▶ Excerpt to read:
How is the growing popularity of coworking space—office space shared, usually temporarily, by different individuals and organizations—going to affect the commercial appraisal industry? The question is much asked, but answers are hard to find—mainly because they’re still being formulated.
At present, it appears that the use of office space for this purpose won’t affect property values much, so long as someone is paying the rent on that space. In many cases, that space is leased to, or owned by, a company that specializes in the management of coworking space—and that entity is obliged to pay for it, whether or not the space is rented to sub-lessees. Probably, appraisers will need to pay attention to this matter only if they specialize in office properties in heavily populated urban areas.
Such buildings are typically traded by large-scale property owners such as REITs, institutions, full-service real estate companies, and high-net-worth individuals. These investors usually have in-house appraisers and ready access to capital. The role of the appraiser, with regard to their properties, is considerably different from appraising single-family homes or smaller suburban commercial buildings.
Coworking space might well affect the way individual appraisers do business. As this sort of space becomes more readily available, some appraisers might find that they appreciate the energy of such a workplace, and will choose to rent space there rather than working out of their homes or a permanent office. Some appraisal companies could conceivably find coworking space more cost-effective than maintaining a dedicated workplace. We can expect to see considerable variation, market to market.
Shared office spaces are gaining appeal with entrepreneurs, startup companies, and employees of larger companies who find it more convenient to work away from headquarters—and this could influence the way commercial property owners value and price their space. Nearly 15,000 coworking spaces currently exist, worldwide, having grown by approximately 200 percent in the past five years. They’re especially popular in the largest international cities in the U.S., Western Europe, and the Asia-Pacific region.
The growth of coworking space is due largely to the fact that today’s technology allows many workers to work from just about anywhere. It’s partly also a reaction to high office rents in most major markets. Coworking space, which can be rented by the hour, day, week, month, or year and provides access to basic office facilities, often represents a cost-effective solution—especially to a company that might consist of three or four people who need considerable face-time with each other. Such space can be plain or fancy, bare-bones or service-oriented.

▶ Extracted data:
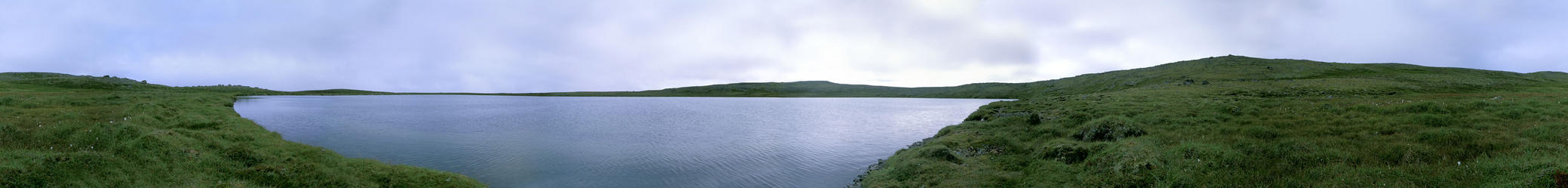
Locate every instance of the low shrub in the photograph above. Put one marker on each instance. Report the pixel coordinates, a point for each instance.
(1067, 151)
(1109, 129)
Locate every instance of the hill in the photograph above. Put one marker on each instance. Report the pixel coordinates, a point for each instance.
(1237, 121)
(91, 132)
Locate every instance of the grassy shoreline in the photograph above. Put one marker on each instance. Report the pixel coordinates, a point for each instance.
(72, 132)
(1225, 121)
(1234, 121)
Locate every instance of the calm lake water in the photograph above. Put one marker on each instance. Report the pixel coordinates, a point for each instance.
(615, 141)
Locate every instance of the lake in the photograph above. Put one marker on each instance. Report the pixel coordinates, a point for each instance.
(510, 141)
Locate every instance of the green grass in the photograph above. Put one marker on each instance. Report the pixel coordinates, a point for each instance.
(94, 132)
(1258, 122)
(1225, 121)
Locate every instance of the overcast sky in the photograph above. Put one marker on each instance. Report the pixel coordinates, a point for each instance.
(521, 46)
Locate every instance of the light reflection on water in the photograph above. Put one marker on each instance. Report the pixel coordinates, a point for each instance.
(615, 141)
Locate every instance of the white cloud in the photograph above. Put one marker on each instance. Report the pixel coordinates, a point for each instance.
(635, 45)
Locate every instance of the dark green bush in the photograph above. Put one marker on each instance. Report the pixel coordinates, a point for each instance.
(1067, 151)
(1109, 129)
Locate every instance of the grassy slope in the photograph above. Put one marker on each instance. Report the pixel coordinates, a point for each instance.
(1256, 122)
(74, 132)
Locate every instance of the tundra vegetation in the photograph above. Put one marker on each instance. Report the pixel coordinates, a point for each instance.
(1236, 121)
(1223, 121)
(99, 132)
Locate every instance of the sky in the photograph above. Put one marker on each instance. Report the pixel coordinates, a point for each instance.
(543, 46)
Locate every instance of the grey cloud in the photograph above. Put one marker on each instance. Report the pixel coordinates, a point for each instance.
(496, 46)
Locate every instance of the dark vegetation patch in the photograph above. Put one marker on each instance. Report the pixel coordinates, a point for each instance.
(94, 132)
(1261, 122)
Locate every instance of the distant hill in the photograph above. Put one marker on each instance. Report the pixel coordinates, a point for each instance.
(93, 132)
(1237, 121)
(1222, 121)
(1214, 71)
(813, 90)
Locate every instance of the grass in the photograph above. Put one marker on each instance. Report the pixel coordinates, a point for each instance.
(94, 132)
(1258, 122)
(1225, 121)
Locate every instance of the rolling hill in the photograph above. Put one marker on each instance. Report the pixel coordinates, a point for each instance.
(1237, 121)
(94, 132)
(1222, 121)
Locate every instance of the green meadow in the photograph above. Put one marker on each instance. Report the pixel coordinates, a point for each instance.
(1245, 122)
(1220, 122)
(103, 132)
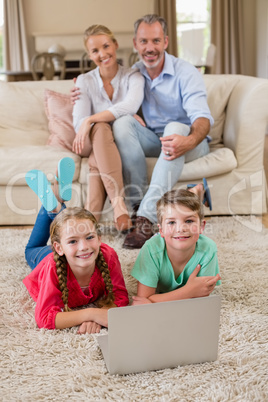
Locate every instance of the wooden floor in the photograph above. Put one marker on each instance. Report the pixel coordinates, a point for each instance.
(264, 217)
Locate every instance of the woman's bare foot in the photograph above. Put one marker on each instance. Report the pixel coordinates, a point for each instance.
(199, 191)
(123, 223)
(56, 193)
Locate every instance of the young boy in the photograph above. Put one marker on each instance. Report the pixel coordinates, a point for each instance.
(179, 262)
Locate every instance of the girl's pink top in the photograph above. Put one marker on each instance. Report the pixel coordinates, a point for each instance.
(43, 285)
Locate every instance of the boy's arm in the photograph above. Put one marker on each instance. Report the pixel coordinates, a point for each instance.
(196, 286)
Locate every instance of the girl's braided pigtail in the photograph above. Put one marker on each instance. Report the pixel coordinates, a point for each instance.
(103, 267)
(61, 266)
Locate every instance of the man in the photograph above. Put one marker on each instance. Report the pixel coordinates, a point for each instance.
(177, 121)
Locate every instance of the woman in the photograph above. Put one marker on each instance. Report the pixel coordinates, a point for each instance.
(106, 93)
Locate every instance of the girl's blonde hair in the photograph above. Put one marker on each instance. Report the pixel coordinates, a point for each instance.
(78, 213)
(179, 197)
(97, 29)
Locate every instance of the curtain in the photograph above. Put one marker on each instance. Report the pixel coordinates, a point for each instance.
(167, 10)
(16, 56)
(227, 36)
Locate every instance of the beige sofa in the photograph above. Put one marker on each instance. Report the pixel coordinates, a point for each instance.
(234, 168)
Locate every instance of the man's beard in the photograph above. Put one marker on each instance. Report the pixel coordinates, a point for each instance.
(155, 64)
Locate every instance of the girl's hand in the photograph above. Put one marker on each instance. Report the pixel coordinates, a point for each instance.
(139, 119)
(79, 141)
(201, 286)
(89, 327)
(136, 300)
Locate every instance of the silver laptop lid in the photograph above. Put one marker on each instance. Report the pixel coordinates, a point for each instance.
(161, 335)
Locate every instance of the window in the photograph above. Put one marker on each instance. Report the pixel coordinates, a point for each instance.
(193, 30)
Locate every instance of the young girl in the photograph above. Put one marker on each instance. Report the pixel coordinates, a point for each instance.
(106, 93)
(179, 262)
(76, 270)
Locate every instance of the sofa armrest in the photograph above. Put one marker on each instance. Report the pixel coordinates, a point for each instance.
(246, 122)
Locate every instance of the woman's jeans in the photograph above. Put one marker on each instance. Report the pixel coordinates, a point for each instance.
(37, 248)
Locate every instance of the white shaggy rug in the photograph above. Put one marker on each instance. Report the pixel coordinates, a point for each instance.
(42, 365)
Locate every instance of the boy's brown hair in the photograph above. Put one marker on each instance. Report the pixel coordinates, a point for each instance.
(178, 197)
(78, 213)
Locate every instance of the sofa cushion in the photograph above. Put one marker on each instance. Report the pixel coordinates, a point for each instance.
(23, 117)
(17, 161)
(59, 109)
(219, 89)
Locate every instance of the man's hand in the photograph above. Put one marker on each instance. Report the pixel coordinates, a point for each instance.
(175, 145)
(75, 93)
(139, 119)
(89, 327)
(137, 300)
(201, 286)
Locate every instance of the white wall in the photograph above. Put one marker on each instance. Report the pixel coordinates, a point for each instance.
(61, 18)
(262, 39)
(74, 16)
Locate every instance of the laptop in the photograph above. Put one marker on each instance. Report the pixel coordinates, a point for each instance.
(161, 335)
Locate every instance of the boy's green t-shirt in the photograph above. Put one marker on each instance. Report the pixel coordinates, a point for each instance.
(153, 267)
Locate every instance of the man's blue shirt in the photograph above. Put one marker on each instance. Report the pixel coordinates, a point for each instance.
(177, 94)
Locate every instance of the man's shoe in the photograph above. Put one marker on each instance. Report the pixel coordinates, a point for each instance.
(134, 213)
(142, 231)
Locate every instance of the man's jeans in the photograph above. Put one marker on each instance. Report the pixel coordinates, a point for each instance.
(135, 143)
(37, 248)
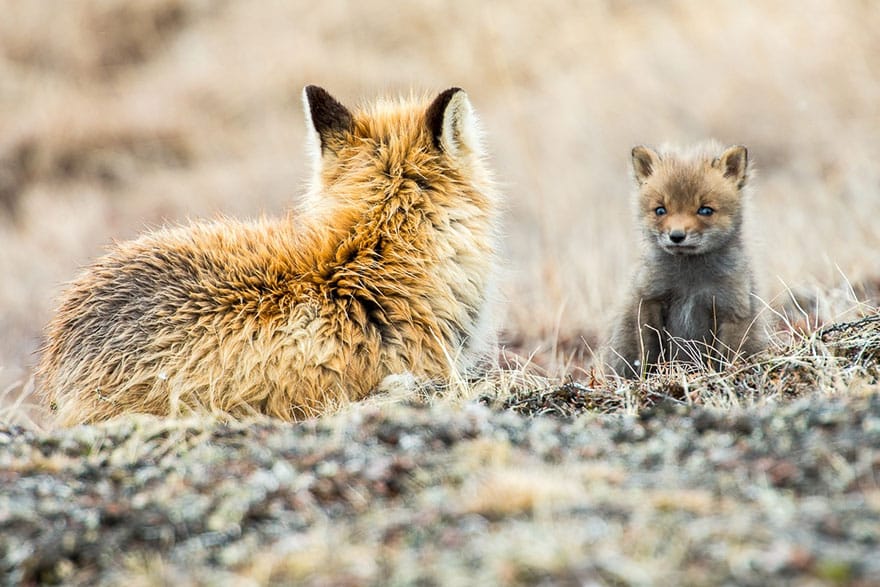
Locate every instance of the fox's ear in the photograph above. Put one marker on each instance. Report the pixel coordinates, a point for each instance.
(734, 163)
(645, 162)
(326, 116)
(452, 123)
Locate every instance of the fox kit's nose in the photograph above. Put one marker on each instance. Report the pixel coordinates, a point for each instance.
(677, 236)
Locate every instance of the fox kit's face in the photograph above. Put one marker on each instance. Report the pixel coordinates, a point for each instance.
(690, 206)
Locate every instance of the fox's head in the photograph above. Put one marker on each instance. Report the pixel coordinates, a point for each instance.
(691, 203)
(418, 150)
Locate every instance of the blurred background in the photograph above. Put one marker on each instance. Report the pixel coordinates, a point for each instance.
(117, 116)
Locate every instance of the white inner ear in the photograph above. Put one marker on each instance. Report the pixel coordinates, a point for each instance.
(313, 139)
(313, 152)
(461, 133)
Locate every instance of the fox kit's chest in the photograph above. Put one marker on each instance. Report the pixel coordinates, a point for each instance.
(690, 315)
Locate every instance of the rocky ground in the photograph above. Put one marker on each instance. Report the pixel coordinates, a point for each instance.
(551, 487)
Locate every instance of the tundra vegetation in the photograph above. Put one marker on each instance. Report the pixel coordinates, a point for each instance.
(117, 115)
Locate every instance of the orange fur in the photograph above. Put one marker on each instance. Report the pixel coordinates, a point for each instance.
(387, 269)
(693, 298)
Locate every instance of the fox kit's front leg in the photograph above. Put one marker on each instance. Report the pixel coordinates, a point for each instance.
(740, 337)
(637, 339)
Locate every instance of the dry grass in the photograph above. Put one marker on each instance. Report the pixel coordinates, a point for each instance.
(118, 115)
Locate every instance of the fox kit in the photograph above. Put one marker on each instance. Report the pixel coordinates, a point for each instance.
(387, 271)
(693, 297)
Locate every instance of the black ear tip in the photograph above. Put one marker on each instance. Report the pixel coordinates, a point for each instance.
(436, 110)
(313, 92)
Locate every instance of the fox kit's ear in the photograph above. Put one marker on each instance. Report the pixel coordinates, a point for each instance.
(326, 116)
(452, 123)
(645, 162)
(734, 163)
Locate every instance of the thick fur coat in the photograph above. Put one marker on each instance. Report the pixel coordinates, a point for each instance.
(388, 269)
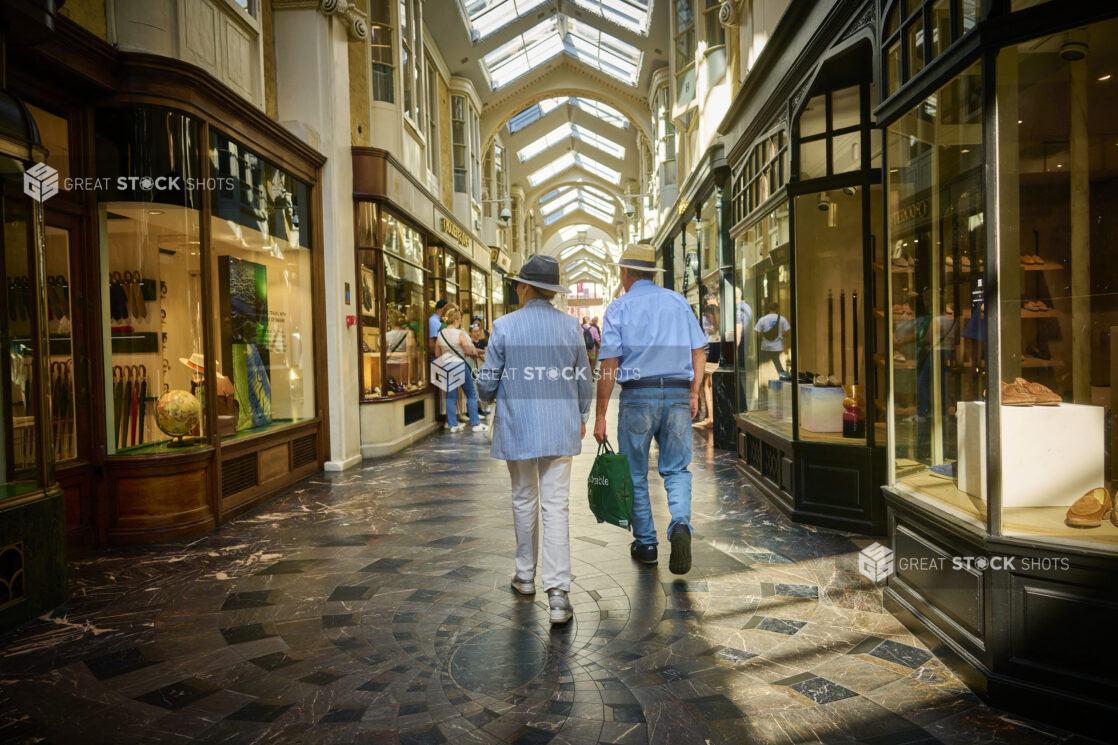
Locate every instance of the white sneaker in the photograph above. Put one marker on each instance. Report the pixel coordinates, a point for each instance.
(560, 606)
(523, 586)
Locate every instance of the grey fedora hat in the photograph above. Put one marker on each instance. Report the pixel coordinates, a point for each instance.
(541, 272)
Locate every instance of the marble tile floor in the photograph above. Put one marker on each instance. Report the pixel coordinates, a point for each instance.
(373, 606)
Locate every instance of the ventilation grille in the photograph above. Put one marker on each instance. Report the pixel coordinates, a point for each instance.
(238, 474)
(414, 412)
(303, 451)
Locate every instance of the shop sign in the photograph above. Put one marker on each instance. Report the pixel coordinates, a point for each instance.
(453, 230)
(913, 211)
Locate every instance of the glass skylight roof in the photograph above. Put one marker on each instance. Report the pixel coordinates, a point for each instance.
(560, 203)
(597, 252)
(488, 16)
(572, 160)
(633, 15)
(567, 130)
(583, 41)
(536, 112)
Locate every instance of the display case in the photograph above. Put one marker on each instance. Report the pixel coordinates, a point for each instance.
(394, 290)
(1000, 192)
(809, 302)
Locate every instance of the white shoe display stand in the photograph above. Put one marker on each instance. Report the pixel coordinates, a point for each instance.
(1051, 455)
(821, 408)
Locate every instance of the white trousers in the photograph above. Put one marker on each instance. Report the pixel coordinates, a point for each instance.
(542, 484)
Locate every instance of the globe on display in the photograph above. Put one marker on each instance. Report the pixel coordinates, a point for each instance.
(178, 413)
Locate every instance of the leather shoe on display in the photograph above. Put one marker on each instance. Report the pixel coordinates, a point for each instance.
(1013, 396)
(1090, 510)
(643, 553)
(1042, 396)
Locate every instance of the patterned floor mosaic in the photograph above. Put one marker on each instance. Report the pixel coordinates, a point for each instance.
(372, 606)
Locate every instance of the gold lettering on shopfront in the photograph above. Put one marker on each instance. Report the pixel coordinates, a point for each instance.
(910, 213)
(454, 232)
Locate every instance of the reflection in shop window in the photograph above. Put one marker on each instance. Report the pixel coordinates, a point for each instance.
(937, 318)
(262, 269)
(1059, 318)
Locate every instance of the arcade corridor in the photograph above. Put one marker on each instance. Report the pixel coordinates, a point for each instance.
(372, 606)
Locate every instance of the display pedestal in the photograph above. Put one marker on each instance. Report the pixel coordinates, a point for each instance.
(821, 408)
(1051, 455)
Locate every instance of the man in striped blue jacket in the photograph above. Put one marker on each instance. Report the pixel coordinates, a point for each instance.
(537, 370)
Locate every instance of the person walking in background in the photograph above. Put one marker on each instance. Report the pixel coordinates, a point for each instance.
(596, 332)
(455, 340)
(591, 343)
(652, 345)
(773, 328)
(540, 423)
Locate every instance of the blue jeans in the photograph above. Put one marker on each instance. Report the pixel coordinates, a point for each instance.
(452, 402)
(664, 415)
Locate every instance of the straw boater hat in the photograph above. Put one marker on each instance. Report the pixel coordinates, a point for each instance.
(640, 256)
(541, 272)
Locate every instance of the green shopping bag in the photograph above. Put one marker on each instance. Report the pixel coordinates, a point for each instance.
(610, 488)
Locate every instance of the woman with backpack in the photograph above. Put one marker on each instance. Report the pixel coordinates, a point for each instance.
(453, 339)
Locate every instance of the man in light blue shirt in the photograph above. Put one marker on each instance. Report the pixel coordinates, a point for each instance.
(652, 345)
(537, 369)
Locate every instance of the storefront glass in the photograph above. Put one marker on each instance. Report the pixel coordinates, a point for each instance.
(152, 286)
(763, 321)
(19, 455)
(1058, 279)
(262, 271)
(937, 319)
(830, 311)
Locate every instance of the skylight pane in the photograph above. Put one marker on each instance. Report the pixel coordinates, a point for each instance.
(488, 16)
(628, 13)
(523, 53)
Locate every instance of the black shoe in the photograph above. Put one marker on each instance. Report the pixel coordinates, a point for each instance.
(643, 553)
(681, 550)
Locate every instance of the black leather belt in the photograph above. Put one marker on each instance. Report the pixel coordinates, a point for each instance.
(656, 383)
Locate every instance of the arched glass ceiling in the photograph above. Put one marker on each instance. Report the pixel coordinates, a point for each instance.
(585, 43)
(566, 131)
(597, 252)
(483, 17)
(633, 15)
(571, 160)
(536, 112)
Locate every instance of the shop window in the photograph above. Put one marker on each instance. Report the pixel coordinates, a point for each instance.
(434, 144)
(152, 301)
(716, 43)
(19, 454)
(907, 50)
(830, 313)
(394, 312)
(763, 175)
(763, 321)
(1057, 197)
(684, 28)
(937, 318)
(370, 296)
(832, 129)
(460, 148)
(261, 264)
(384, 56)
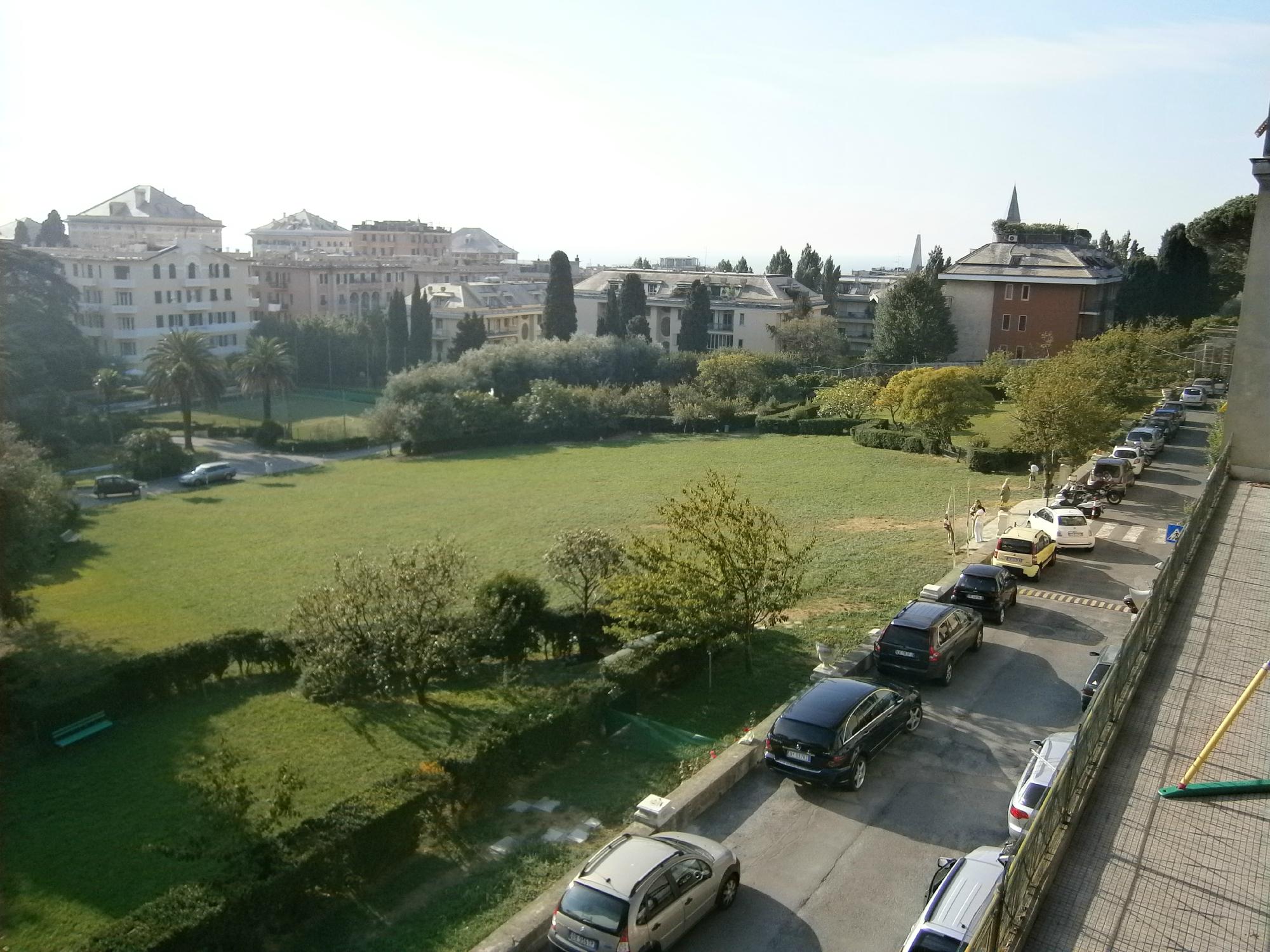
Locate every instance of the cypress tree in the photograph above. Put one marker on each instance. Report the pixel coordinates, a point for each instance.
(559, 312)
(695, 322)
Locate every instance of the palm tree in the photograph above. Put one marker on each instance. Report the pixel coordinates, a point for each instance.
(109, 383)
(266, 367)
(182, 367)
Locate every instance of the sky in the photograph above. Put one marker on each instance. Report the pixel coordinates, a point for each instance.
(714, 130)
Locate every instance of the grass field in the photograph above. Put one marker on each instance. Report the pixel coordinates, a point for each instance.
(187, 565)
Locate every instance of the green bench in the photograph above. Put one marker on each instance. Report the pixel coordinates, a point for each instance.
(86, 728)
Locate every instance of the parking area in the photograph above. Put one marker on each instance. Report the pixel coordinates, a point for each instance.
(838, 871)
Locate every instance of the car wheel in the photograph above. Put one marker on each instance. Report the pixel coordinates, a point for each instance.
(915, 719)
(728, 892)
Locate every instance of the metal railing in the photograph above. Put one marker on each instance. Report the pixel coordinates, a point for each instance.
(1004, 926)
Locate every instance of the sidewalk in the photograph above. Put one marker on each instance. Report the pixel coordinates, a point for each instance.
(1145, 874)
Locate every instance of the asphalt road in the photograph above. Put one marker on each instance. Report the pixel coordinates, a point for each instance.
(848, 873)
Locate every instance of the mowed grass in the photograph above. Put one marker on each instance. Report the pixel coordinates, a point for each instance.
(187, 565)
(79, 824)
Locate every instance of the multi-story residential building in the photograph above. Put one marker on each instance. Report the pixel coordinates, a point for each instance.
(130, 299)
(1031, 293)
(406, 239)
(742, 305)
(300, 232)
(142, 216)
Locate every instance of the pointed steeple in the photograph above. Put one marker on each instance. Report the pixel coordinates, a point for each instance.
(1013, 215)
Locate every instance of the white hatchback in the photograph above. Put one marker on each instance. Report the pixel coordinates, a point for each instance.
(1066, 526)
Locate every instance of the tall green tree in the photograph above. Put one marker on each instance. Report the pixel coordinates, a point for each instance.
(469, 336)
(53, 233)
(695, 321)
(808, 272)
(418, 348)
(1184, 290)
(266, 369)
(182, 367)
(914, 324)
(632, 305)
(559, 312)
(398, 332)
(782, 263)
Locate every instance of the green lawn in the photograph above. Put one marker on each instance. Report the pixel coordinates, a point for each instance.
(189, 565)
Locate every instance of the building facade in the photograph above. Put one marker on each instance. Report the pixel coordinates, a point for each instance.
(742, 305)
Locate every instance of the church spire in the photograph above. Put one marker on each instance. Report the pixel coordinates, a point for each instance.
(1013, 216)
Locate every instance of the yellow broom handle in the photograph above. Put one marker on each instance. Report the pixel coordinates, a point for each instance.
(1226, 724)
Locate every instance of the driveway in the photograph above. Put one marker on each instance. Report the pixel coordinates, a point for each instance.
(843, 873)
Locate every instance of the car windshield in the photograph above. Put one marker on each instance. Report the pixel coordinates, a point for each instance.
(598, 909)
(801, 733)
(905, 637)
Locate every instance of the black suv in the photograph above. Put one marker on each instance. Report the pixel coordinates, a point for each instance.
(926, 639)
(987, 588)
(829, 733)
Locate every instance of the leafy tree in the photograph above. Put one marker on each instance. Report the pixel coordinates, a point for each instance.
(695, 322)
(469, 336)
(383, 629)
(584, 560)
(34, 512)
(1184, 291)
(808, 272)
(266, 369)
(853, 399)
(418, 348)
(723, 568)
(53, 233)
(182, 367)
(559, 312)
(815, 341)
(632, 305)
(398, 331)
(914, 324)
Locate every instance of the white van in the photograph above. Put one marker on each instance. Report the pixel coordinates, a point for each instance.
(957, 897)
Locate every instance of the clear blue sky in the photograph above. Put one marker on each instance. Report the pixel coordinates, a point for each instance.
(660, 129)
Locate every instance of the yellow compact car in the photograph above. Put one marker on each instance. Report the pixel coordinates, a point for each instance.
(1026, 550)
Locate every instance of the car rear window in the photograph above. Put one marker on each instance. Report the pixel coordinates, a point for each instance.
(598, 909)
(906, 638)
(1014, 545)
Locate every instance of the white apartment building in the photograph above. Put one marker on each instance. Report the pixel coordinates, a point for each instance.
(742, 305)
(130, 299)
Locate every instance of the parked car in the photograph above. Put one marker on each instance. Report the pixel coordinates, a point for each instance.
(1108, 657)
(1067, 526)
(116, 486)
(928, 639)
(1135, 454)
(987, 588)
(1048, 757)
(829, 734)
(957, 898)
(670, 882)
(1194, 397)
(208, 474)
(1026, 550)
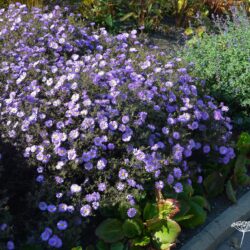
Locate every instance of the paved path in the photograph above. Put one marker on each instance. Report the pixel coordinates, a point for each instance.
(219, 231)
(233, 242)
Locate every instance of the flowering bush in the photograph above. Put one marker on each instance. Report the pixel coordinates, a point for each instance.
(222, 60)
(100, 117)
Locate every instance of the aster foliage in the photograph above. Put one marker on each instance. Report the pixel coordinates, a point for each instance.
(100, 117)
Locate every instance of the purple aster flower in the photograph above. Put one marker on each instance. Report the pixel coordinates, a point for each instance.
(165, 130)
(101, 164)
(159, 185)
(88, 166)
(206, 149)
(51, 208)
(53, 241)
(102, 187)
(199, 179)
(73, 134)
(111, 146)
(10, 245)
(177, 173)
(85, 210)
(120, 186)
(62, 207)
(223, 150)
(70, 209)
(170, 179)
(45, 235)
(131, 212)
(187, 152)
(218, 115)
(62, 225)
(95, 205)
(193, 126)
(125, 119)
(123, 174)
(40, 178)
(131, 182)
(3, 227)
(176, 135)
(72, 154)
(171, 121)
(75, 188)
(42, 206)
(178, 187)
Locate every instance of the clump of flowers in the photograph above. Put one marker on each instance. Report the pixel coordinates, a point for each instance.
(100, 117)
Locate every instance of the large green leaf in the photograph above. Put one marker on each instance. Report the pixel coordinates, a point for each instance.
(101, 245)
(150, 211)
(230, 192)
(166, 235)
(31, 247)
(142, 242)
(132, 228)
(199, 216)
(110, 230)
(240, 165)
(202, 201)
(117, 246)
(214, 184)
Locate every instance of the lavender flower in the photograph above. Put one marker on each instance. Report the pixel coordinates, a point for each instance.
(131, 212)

▶ Exercise aim: According to the text on coworking space, about how many coworking spaces currently exist worldwide?

▶ Result: Nearly 15,000.